--- START ---

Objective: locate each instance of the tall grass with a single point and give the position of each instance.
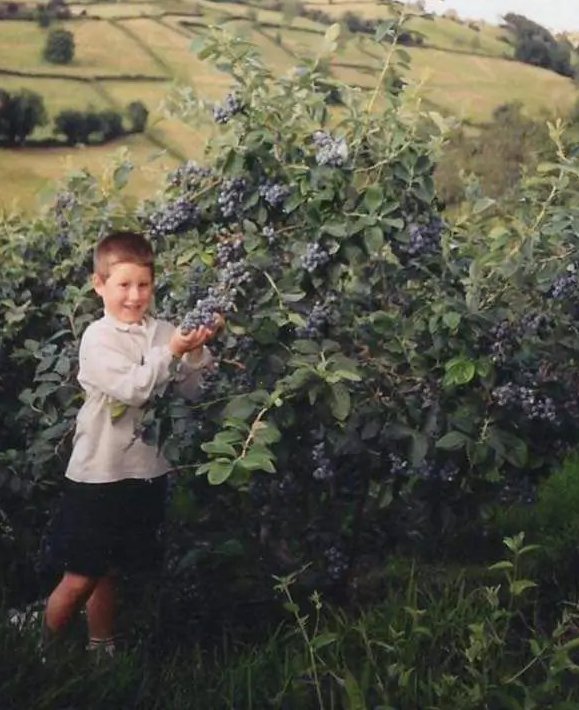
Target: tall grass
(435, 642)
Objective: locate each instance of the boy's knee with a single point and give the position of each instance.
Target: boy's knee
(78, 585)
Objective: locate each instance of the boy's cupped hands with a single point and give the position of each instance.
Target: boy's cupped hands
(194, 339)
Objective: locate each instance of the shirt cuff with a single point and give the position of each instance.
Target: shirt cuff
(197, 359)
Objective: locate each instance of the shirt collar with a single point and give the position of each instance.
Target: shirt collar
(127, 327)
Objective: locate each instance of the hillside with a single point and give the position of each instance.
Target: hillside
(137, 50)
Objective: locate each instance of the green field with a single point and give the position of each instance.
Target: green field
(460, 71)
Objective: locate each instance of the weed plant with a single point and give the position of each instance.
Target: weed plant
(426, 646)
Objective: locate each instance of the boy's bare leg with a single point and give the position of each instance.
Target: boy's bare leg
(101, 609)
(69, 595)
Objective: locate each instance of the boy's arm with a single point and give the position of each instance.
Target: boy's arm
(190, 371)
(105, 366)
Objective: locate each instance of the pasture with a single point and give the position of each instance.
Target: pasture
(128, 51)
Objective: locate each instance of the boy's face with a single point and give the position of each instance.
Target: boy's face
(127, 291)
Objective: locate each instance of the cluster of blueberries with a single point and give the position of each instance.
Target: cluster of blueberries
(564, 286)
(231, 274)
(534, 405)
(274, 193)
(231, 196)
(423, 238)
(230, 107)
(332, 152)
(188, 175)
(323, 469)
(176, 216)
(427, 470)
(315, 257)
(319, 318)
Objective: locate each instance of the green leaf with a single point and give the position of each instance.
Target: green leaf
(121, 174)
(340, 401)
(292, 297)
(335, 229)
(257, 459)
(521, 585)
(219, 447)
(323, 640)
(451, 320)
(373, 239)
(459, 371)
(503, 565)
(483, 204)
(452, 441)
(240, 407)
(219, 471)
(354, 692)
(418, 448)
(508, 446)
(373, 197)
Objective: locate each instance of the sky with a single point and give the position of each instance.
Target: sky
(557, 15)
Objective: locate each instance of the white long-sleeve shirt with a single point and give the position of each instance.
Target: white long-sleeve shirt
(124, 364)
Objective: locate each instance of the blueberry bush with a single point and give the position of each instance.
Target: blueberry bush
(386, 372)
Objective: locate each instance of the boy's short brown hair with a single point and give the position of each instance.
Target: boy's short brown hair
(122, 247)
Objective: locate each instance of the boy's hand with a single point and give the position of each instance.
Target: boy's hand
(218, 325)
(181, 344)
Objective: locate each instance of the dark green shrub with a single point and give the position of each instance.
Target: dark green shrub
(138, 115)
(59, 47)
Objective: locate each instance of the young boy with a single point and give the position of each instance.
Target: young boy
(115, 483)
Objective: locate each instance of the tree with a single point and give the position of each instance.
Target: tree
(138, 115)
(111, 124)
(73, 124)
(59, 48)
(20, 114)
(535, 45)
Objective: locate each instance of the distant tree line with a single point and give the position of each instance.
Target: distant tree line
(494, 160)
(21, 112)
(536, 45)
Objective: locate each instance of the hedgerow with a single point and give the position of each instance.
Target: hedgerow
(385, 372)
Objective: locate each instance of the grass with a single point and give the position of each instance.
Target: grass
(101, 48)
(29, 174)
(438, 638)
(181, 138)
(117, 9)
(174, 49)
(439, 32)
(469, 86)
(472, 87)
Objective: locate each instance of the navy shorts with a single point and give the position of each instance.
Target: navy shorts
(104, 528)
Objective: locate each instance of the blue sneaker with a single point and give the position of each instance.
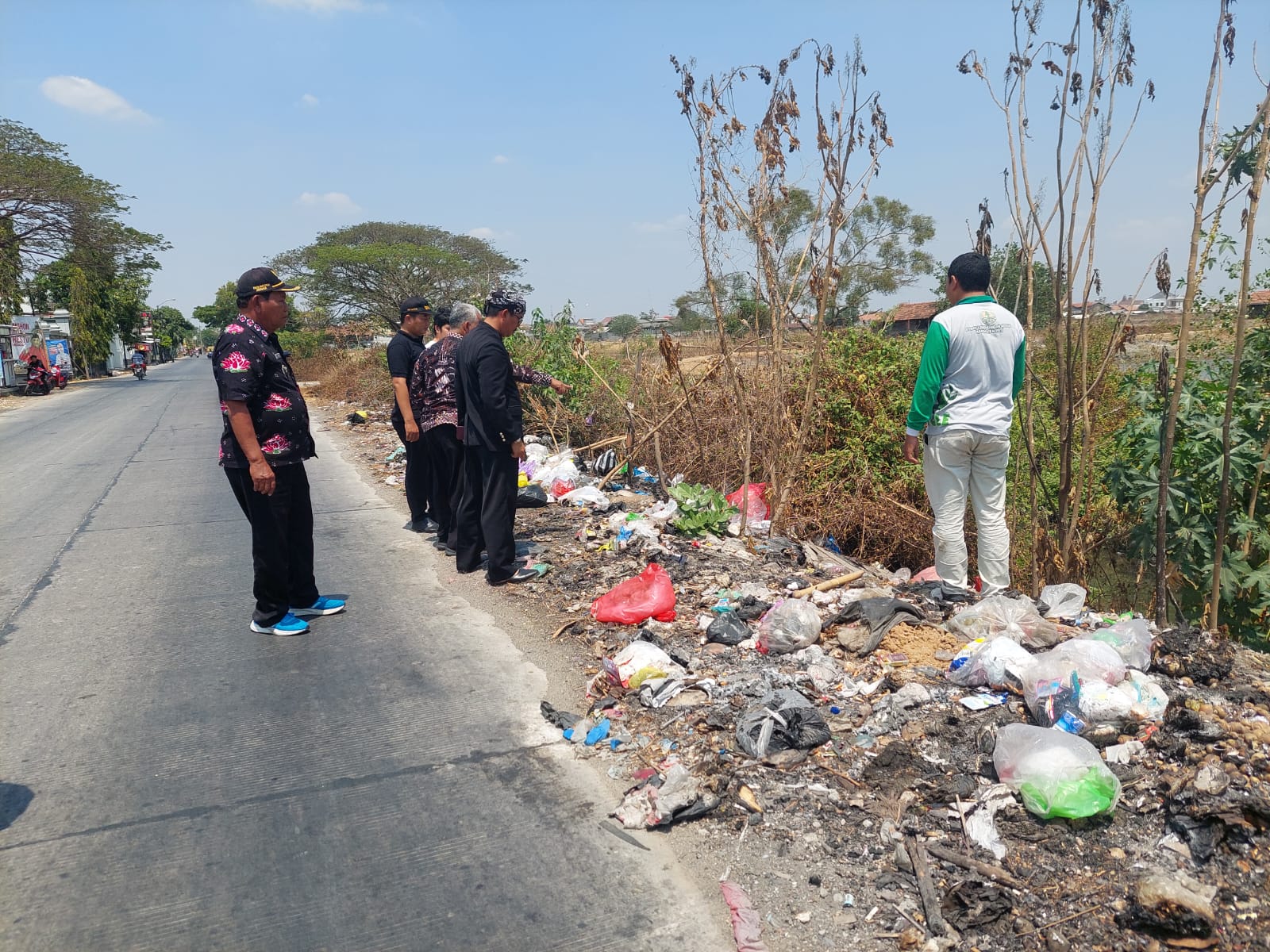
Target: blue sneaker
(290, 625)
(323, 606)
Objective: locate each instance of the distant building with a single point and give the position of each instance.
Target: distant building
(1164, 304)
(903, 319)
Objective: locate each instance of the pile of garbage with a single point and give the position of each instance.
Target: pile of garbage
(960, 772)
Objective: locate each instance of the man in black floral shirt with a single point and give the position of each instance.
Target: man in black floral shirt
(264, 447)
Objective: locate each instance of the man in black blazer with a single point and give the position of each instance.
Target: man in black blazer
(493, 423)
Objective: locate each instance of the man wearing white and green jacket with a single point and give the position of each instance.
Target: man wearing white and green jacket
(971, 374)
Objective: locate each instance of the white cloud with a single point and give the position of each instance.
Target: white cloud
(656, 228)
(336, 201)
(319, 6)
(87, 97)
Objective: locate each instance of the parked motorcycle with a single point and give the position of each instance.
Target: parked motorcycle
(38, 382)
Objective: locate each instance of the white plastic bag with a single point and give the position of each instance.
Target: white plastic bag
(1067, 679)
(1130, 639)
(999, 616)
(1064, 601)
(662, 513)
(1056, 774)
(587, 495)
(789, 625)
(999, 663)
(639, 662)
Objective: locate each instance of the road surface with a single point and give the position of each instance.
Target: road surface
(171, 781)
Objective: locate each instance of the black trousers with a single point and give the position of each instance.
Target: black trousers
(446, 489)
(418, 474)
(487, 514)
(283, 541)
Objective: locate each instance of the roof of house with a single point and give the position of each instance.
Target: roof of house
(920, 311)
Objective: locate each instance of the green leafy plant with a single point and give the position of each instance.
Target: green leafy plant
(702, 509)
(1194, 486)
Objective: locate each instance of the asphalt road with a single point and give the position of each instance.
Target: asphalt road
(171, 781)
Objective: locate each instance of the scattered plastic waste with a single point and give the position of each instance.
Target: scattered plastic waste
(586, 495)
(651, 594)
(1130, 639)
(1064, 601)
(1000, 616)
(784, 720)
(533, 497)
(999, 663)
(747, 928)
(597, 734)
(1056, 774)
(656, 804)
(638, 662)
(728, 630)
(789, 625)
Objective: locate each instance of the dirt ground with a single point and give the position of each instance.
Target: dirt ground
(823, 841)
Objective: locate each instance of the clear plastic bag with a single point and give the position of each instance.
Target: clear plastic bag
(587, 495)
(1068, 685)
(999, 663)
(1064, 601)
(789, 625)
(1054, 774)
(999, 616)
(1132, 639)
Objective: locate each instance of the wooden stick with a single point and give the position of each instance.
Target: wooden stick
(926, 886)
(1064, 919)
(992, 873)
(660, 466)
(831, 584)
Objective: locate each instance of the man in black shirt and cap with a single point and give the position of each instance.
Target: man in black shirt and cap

--- END ---

§ Your instructions:
Write out all of the rows above line for line, without any changes, and leave out the pictures.

§ Result for this exercise:
Objective: locate each instance of the tall grass with a single point and give the position of each instance.
Target: tall grass
(435, 642)
Objective: locate each instance of the boy's knee with a single point and give the position of each instance.
Target: boy's knee
(78, 585)
Objective: locate each instance of the boy's cupped hands with a single point and give the position of each instance.
Target: boy's cupped hands
(194, 339)
Objective: locate each instance of the shirt cuff with a single point and give the position of each instance.
Target: shirt cuff
(197, 359)
Objective: locate each instance of the shirt collar with a single point and give the position of each instance.
Target: shirt collar
(127, 327)
Objective: locate each instance of the hillside with a single point and give the position of each instance.
Target: hillside
(137, 50)
Objective: locate each instance of the green field with a single point and give the position of each instance.
Target: green field
(460, 71)
Objective: locate each instance of the weed plant with a single point and give the position of each instance.
Target: weed plant
(426, 646)
Objective: locate each instance of the boy's bare leg with a single point and give the position of each instance.
Target: boy's bare leg
(101, 609)
(69, 595)
Objective: locate each instance of the boy's arm with a single point and give the position of each instance.
Target: boy's arm
(190, 371)
(105, 366)
Objective: locate each instance of the pasture with a single point and give the position of each instance.
Target: pasture
(128, 51)
Objective: locate each instance of the boy's face with a single point and give the position of each instance.
Target: boy's face
(127, 291)
Objective: locate each instance of the cluster of blueberries with a single point and give the position of each instance.
Target: cluster of blueberries
(564, 286)
(231, 274)
(534, 405)
(274, 193)
(231, 196)
(423, 238)
(230, 107)
(332, 152)
(188, 175)
(323, 469)
(176, 216)
(427, 470)
(315, 257)
(319, 318)
Objective: locate each instance of the green leaf with a single point and give the position of each instance.
Target: green leaf
(121, 174)
(340, 401)
(292, 297)
(335, 229)
(257, 459)
(521, 585)
(219, 447)
(323, 640)
(451, 320)
(373, 239)
(459, 371)
(503, 565)
(483, 204)
(452, 441)
(240, 407)
(219, 471)
(354, 692)
(418, 448)
(508, 446)
(373, 197)
Objective: locate each instance of the sky with a single point and give the position of each instance.
Target: sky
(557, 15)
Objective: locate each instance of the white long-sleeve shirt with a single point and give the position of each instance.
Target: white long-sleeve shirt
(124, 364)
Objective: locate each instance of the blueberry bush with a single point and give the position of each instance.
Target: blueberry bush
(386, 372)
Objective: locate each instance of the boy's short brown hair with a single point and give the position of each instance.
Target: boy's short brown hair
(122, 247)
Objective: locate each instance of the boy's hand with a single point and give the position of each instance.
Target: boy's hand
(218, 325)
(181, 344)
Objective: locate each instance of the dark green shrub with a single point and give the position of each instance.
Target: dark green shrub
(138, 115)
(59, 47)
Objective: locate each instance of the young boy with a single point and give the position of each instance.
Target: young boy
(115, 483)
Objective: locate each instance of the tree with a single point and give the position of each instance.
Target: tree
(138, 115)
(111, 124)
(73, 124)
(59, 48)
(20, 114)
(535, 45)
Objective: locate each instance of the distant tree line with a single point and give the position of each instance.
Target: distant tree line
(494, 160)
(21, 112)
(536, 45)
Objective: locate each instance of the hedgerow with a single point and give the position of each instance.
Target: hedgerow
(385, 372)
Objective: locate each instance of the grass with a single point and give the position of each instance.
Target: grass
(101, 48)
(29, 174)
(438, 638)
(181, 138)
(117, 9)
(174, 49)
(439, 32)
(469, 86)
(472, 87)
Objective: locate each instance of the navy shorts with a single point and give the position of each instance.
Target: navy shorts
(104, 528)
Objective: locate each instance of the blue sneaker with a single point and give the position of each instance.
Target: blue sneaker
(290, 625)
(323, 606)
Objective: locate each instance of the distant building with a single point and give the position of each instance.
Target: distant building
(1164, 304)
(903, 319)
Objective: locate each instance of the pile of garbage with a single point and give the position of each instance.
Target: pile of garbage
(960, 772)
Objective: locate each instance of the man in black floral shirt with a single point and give the position of each instance.
Target: man in black floral shirt
(264, 447)
Objective: locate each instance of the man in black blazer with a single point and give the position of each instance.
Target: man in black blazer
(493, 423)
Objective: locate each instance of the man wearing white and green jacket with a single point and give the position of each instance.
Target: man wearing white and green jacket
(971, 374)
Objective: locate each instance of the white cloud with a single point and give the position of each instance.
Target: white cloud
(656, 228)
(336, 201)
(319, 6)
(87, 97)
Objective: locate each instance of the parked motorcycle with a single point and give the position of each instance.
Target: parked motorcycle
(38, 382)
Objective: locate each instance of the white plastic bag with a single point and give the position of each instance.
Target: white plastic bag
(1067, 679)
(1130, 639)
(999, 616)
(1064, 601)
(662, 513)
(1056, 774)
(587, 495)
(789, 625)
(999, 663)
(639, 662)
Objective: locate each instance of the road surface with a single point and give the position of each instance.
Target: road surface
(171, 781)
Objective: locate each instance of the black trousers with a single point and give the position of each instance.
Target: black trousers
(446, 489)
(418, 474)
(487, 514)
(283, 541)
Objective: locate each instance of the roof of house with a single point and give the position of each instance.
Target: roof of house
(920, 311)
Objective: locate each instance of the green leafy plant with a single point and give the position of each instance.
Target: green leafy plant
(702, 509)
(1194, 486)
Objective: locate each instance of the asphalt road with a single point and give the position of each instance.
Target: asphalt road
(171, 781)
Objective: locate each instance of the scattered plastic waste with a single point and give the position of each instance.
Target: scattered plastic waste
(586, 495)
(651, 594)
(1130, 639)
(1064, 601)
(1000, 616)
(784, 720)
(533, 497)
(999, 663)
(747, 928)
(597, 734)
(1056, 774)
(656, 804)
(638, 662)
(728, 630)
(789, 625)
Objective: locate each instance of the dirt ground with a single point and give the position of each instance.
Target: dirt ground
(823, 841)
Objective: locate each instance of the clear plastic bag with a single point and give the position of each instance.
Target: clear plastic bag
(587, 495)
(1068, 685)
(999, 663)
(1064, 601)
(789, 625)
(1054, 774)
(999, 616)
(1132, 639)
Objective: locate each instance of the wooden stick with a single point and give the position of each instance.
Target: wooden stick
(926, 886)
(1064, 919)
(992, 873)
(660, 466)
(831, 584)
Objective: locate each instance of the man in black shirt and cap with a single point and give the position of each instance.
Target: man in black shirt and cap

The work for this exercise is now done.